> **TASKS TO CARRY OUT**:
1. In the review excerpt, where do the girls arrange for the dancers to join them?
2. List the things that the review excerpt says are about the only things you'll remember from Possession.
3. Please reproduce the stretch of the review excerpt from "Shortly thereafter, the" through "the cabin. Lord.".

An exploding wooden rowing boat.

Shortly thereafter, the girls – who might be escorts, it was unclear – go to a strip club and arrange for a couple of the suspiciously camp dancers to join them up at so-and-so’s uncle’s cabin in the woods for a bachelorette party.

Acting, hair, and fashion choices - about the only things you'll remember from Possession

Bad acting, hair, and fashion choices – about the only things you’ll remember from Possession

Predictably, Frankie ain’t dead and soon comes looking for Madeline once again, offing a couple of her friends who didn’t go on the trip, but hangs around long enough to hear an answerphone message that conveniently gives the full address of the cabin. Lord.

> **DATASET RECORDS**:

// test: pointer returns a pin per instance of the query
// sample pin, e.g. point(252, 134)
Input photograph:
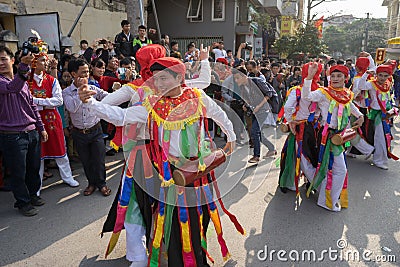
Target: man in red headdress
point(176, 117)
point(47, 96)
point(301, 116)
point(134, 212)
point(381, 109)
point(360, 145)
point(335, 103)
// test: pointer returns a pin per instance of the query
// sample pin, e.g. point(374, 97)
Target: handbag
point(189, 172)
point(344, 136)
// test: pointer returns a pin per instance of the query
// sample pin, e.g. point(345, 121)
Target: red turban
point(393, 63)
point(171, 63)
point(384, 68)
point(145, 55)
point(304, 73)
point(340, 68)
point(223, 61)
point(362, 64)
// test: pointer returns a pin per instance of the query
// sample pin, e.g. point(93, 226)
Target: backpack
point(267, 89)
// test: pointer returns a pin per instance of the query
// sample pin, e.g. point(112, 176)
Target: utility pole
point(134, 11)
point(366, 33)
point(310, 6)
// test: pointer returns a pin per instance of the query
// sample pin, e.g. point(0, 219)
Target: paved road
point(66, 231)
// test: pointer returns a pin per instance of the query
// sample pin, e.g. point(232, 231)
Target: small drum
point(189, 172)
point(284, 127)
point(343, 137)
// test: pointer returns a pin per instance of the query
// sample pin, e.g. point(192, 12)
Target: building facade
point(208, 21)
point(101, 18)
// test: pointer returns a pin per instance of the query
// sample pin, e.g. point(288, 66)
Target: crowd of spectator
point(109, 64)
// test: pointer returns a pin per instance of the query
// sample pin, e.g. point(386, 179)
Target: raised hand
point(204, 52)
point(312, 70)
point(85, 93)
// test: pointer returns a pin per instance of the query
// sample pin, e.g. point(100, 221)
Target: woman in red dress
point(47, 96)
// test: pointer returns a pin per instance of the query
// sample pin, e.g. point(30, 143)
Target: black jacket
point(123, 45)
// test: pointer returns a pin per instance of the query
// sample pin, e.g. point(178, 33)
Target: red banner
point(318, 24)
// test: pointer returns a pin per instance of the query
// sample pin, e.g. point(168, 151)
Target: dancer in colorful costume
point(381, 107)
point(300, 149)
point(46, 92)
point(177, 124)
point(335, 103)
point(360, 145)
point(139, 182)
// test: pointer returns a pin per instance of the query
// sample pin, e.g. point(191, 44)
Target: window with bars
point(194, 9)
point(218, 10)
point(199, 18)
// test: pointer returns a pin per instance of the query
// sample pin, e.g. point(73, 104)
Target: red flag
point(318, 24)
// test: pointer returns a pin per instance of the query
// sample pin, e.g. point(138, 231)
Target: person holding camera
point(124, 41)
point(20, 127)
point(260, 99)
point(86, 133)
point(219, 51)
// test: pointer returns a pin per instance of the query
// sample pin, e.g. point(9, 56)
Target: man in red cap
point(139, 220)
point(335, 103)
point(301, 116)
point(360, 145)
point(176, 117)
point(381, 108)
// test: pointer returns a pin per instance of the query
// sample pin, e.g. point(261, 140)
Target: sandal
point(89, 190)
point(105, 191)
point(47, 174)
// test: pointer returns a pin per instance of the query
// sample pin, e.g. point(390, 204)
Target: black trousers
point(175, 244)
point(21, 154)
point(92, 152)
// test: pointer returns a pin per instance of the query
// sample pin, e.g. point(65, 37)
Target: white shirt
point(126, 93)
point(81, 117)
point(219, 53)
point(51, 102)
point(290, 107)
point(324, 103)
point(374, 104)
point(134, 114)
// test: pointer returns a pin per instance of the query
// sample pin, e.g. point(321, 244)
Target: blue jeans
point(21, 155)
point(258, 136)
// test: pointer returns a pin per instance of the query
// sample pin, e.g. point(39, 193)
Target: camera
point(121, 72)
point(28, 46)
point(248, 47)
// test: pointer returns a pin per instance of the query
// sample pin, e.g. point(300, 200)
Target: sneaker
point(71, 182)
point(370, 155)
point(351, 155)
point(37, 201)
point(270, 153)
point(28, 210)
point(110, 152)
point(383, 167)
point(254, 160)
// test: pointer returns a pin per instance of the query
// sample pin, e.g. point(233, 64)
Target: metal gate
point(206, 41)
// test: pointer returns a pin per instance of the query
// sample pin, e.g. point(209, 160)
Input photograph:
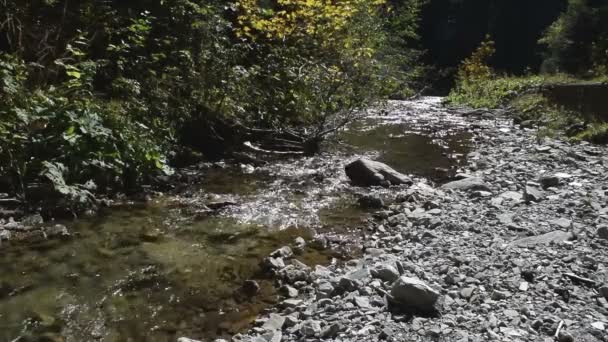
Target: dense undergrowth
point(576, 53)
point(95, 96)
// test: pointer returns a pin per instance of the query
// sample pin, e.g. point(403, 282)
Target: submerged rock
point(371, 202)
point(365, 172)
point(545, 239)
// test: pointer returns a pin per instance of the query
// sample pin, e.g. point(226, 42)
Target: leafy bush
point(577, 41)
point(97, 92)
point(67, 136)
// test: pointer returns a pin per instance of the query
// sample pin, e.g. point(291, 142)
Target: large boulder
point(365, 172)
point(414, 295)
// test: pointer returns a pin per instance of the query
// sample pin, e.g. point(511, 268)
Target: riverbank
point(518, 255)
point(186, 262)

> **FINAL RESULTS**:
1. At so-and-so's uncle's cabin in the woods, for a bachelorette party.

2. Acting, hair, and fashion choices.

3.
Shortly thereafter, the girls – who might be escorts, it was unclear – go to a strip club and arrange for a couple of the suspiciously camp dancers to join them up at so-and-so’s uncle’s cabin in the woods for a bachelorette party.

Acting, hair, and fashion choices - about the only things you'll remember from Possession

Bad acting, hair, and fashion choices – about the only things you’ll remember from Possession

Predictably, Frankie ain’t dead and soon comes looking for Madeline once again, offing a couple of her friends who didn’t go on the trip, but hangs around long enough to hear an answerphone message that conveniently gives the full address of the cabin. Lord.